— Document excerpt —
..........

In the early nineteenth century European settlers began moving into the Chatata region in anticipation of the forced removal of the Cherokee, and in 1821, the Indian Agency, the official liaison between the U.S. government and the Cherokee Nation, was established in present day Charleston on the Hiwassee River in northern Bradley County. The Chatata region played a significant role during the Cherokee removal, with operations headquartered at Fort Cass in Charleston and several internment camps located in the region, with one of the largest at Rattlesnake Springs.

The legislation creating Bradley County by the Tennessee General Assembly on February 10, 1836 mandated that county governmental activities be held at McCaslin's Methodist Campground in Chatata Valley until the location for the county seat of Cleveland was chosen. As part of the United States Bicentennial celebration, the Bradley County Quarterly Court held a meeting at this location in 1976. Early on, Chatata Valley had mills, stores, churches, two schools, and a physician. The Chatata Seminary, a boarding school, was established in Chatata Valley in 1867, and operated until about 1878. The name Chatata was given to the Tasso community at some point before the American Civil War, before being renamed in 1905. The railroad was constructed between Cleveland and Charleston in phases during the 1850s. Today, the Chatata region contains a number of historical sites, including a few homes that predate the Civil War.

During the Civil War, Union troops under the command of general William T. Sherman camped in the valley directly east of Tasso and the railroad on multiple occasions in 1863. These troops reportedly abandoned at least one cannon in Little Chatata Creek south of Tasso after it got stuck in the creekbed while they were crossing. This was also near the location of an unsuccessful attempt in the spring of 1864 by Confederate troops to destroy a passing union train with an explosive placed on the tracks, which instead resulted in the destruction of a passing Confederate train. A Confederate cavalry sword believed to have been from this wreck was accidentally discovered by a teenager in 1970. Troops under the command of Sherman also camped at the Blue Springs Encampments and Fortifications in southern Bradley County.

..........

— Raw data —
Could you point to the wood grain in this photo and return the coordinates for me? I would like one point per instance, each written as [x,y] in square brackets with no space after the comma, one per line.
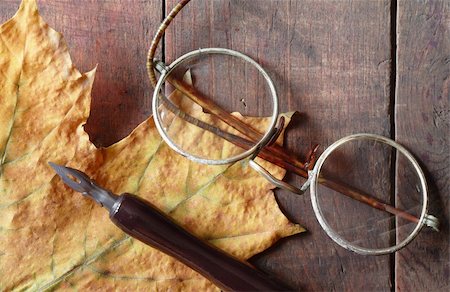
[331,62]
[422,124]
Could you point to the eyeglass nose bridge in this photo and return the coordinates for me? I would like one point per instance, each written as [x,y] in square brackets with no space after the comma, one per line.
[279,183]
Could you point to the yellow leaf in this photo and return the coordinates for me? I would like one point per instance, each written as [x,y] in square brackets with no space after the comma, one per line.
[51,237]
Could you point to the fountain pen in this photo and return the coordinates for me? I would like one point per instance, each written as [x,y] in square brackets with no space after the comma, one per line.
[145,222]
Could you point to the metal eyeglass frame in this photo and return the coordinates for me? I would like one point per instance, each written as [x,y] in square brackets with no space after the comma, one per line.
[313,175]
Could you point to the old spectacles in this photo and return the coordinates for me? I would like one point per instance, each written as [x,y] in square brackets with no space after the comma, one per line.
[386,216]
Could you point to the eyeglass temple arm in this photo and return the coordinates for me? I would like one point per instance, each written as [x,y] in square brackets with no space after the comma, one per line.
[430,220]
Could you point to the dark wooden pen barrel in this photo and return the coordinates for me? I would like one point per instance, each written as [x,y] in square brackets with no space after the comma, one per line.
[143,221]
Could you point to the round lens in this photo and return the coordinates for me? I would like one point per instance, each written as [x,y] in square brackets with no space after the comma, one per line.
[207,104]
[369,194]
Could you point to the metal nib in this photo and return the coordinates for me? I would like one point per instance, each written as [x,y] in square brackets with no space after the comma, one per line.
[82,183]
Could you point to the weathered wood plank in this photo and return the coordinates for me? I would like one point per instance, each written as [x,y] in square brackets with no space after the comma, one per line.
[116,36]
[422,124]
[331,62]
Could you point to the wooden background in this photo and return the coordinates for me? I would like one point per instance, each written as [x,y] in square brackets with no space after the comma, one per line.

..........

— Tasks to complete —
1) Answer these questions from the Chatata region history:
(a) In what year was the Indian Agency established in present-day Charleston?
(b) During what years did the Chatata Seminary operate?
(c) What did a teenager accidentally discover in 1970?
2) List everything the Chatata region history says Chatata Valley had early on.
3) Pick up the Chatata region history after its last sentence and carry it forward.

— Answers provided —
1)
(a) 1821
(b) From 1867 until about 1878
(c) A Confederate cavalry sword believed to have come from the train wreck

2)
- Mills
- Stores
- Churches
- Two schools
- A physician

3)
The name Chatata is also archaeologically, geologically, and paleontologically significant because of the so-called Chatata Wall excavated in 1891 in northwestern Bradley County. That year, Isaac Hooper noticed a line of sandstone rocks protruding from the surface of his farm every 10 m or so over a gently curving arc about 300 m long. Unusual symbols seemed to be inscribed on one of these surface stones.

Visiting New York City professor Albert Leighton Rawson took an interest in this outcropping of rocks. Rawson (1829–1902) was a historian, writer and spiritualist who was the author of many late 19th century religious tracts and books including Evolution of Israel's God. He had participated in and organized outdoor religious meetings set among areas of striking natural and geological beauty in New York, most notably the 1878 Watkins Glen Freethinkers Convention. Intrigued by the Chatata site, he funded excavations there. A 1 m high three-ply sandstone wall was unearthed with markings located on one surface of the middle layer. Rawson believed these markings to be Hebrew and claimed to have translated several chapters of the Old Testament from them, evidence to him that one or more of the Ten Lost Tribes of Israel had arrived in Tennessee before Europeans or possibly even the Cherokee. Subsequent visits to the site by other scientists, and samples from the Wall displayed for a time at the Smithsonian Institution, failed to generate support for Rawson's claims. The Chatata Wall faded from the public limelight, and today its exact location is effectively unknown. Eventually, the Chatata Wall was ultimately judged to be a natural phenomenon with only a minority of amateur investigators looking for evidence of ancient human origins for the markings.